**** Extrait du texte ****

House of the Dead deuxième du nom c'est d'abord une borne d'arcade magnifique, lugubre comme une maison hantée et attirante comme Elvira. Un bel écran cathodique qui affiche des graphismes HD (pour l'époque) et deux gros flingues en plastique qui ne demandent qu'à tirer dans la foule (de morts vivants). Et le titre qui vous explose dans les oreilles, scandé par la voix rauque d'un japonais qui essaierais d'imiter Fantômas.
Pas de maison des morts ici en fait (c'était juste pour le premier épisode), mais carrément une ville entière pour vous adonner au plaisir direct, viscéral, de tirer sur les gens mais avec la meilleure excuse du monde, c'est qu'en fait les gens c'est des monstres.
Certes une minuscule intro reste à subir afin de s'immerger dans l'univers dramatique mitonné par Sega, mais elle est tellement courte et directe qu'en fait on lui pardonne. Souviendez-vous : une rue désolée d'architecture européenne, baignée dans la lumière chaude et rasante de l'automne, une Aston Martin décapotable qui fonce, suivie par une mystérieuse silhouette ailée, un conducteur en costard et cette réplique qui vous hante encore 20 ans plus tard, énoncée à la manière d'une bande audio d'anglais niveau 6ème : "We are meeting G over there". (repeat after me : we. are. meeting. G (dji). over. there.... Over. Theeere).
Qui est G ? Où est ce "over there" ? Pourquoi est-ce que Donald et Picsou ne portent pas de pantalon ?

Pas le temps de creuser la philosophie profonde de ces questions, la voiture freine brusquement, arrêtée par une sorte de gargouille à la voix stridente comme ta femme quand t'as fait une connerie. Apparemment, cette horrible bête s'est déjà occupée de "G" et ce ne serait que le début. Le début de quoi ?? Franchement, on ne sait pas et on s'en fiche un peu, on est là pour tirer sur des morts-vivants et oooh, ça y est, ça commence enfin : deux individus patibulaires s'approchent. On sait que ce ne sont pas des gentils parce qu'ils sont borgnes, hirsutes et qu'ils sont torsepoil, bref c'est soit des SDF, soit des zombies. On leur tire dessus juste pour voir, ça fait des trous dans la viande gros comme des ballons de foot et on a la confirmation qu'on est pas là pour distribuer de la soupe et des couvertures.

****

▶ **Consigne 1**
Recopiez le passage de l'extrait sur House of the Dead 2 qui commence par « Pas le temps » et se poursuit jusqu'à « et des couvertures. ».
▶ **Consigne 2**
D'après l'extrait sur House of the Dead 2, quelle voiture fonce dans la rue au début de l'intro ?
Appuyez-vous uniquement sur l'extrait.

**** Lignes ****

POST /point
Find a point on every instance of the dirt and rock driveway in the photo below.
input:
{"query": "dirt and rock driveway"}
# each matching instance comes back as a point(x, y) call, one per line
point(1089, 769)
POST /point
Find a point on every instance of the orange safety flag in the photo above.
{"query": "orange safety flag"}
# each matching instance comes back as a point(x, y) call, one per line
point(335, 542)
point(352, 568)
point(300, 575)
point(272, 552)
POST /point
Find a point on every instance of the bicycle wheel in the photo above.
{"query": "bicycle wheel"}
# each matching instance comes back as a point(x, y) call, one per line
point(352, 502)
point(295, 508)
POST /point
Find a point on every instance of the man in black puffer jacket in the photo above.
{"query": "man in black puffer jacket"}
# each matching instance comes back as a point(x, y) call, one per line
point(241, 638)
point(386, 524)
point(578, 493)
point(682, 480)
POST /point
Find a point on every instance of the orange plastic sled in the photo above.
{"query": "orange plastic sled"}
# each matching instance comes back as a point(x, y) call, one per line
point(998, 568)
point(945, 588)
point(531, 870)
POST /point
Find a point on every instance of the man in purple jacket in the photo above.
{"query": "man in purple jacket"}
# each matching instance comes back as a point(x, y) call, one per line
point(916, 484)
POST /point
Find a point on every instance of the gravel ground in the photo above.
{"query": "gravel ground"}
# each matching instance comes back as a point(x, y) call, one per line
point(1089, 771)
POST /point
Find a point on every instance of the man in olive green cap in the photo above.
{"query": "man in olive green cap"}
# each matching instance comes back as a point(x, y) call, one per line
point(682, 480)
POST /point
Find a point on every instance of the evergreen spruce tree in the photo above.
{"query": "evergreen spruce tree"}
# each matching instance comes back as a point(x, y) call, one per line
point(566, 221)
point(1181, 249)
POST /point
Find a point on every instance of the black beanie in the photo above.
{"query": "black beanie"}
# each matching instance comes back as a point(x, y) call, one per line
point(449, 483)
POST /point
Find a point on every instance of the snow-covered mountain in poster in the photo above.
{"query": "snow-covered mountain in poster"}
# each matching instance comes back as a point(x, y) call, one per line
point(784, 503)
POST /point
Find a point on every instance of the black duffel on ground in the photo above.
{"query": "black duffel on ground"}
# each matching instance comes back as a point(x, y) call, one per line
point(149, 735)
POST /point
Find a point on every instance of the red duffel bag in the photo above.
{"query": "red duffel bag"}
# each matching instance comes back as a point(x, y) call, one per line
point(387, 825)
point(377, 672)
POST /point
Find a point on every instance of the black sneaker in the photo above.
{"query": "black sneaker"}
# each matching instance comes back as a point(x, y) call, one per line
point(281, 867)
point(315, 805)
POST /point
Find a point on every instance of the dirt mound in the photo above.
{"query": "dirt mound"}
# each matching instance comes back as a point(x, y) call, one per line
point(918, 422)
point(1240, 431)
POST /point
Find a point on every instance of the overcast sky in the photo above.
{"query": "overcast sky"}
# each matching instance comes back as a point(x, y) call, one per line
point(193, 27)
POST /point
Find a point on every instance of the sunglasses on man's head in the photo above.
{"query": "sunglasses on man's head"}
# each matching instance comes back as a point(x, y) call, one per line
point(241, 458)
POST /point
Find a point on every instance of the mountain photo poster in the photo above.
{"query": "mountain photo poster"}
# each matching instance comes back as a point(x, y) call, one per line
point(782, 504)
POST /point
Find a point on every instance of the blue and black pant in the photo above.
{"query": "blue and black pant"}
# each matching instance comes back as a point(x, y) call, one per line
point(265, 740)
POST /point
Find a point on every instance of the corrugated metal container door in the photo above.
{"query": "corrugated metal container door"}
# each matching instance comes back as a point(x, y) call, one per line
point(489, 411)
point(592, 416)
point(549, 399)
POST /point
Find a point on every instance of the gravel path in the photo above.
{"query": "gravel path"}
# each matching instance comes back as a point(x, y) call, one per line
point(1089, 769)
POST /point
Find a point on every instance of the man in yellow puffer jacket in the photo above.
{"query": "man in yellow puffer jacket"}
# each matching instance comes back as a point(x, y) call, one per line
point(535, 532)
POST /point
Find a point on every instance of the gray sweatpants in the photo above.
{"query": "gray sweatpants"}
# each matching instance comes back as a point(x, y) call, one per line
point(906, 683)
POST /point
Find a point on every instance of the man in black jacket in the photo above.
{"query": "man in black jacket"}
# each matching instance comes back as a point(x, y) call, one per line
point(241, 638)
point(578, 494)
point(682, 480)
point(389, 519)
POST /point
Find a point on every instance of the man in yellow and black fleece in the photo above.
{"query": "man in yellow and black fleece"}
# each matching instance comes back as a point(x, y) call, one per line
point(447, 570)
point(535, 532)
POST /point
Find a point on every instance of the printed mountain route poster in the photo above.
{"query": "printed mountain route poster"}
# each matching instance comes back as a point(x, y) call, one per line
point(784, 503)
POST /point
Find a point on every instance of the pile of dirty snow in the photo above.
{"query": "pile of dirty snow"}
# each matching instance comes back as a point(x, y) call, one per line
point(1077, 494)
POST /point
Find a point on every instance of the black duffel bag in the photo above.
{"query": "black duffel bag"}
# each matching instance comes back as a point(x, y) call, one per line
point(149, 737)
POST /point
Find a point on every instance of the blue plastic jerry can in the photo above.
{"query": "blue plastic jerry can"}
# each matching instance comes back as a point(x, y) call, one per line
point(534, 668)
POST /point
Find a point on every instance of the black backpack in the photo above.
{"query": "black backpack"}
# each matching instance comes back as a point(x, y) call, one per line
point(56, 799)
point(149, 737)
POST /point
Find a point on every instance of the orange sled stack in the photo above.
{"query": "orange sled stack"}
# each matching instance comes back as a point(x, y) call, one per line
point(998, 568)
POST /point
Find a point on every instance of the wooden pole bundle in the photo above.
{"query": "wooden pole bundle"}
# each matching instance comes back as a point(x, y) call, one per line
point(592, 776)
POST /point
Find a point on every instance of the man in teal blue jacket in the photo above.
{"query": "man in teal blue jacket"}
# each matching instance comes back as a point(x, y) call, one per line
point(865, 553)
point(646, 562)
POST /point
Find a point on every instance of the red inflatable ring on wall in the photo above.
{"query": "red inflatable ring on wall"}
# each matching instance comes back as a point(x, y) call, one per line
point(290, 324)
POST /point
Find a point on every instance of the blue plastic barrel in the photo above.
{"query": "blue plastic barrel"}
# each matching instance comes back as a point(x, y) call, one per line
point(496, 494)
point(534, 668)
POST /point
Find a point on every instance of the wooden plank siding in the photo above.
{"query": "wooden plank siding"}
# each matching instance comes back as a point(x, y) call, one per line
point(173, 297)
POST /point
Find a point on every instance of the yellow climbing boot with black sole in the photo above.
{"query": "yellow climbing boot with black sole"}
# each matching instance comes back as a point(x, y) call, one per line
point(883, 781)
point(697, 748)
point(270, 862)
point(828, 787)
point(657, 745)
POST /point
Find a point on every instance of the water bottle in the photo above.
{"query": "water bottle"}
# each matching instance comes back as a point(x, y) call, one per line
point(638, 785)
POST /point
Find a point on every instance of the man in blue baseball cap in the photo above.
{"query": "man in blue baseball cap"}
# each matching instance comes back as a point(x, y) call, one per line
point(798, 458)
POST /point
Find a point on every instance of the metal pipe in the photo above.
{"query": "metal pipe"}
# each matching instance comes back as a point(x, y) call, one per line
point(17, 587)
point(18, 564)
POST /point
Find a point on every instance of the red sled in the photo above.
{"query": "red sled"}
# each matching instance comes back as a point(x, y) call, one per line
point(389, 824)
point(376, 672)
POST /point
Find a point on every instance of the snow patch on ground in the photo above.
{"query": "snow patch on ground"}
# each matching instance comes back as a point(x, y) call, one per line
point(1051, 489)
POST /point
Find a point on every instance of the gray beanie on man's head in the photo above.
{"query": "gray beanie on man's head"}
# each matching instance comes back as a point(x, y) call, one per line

****

▶ **Solution 1**
Pas le temps de creuser la philosophie profonde de ces questions, la voiture freine brusquement, arrêtée par une sorte de gargouille à la voix stridente comme ta femme quand t'as fait une connerie. Apparemment, cette horrible bête s'est déjà occupée de "G" et ce ne serait que le début. Le début de quoi ?? Franchement, on ne sait pas et on s'en fiche un peu, on est là pour tirer sur des morts-vivants et oooh, ça y est, ça commence enfin : deux individus patibulaires s'approchent. On sait que ce ne sont pas des gentils parce qu'ils sont borgnes, hirsutes et qu'ils sont torsepoil, bref c'est soit des SDF, soit des zombies. On leur tire dessus juste pour voir, ça fait des trous dans la viande gros comme des ballons de foot et on a la confirmation qu'on est pas là pour distribuer de la soupe et des couvertures.

▶ **Solution 2**
Une Aston Martin décapotable.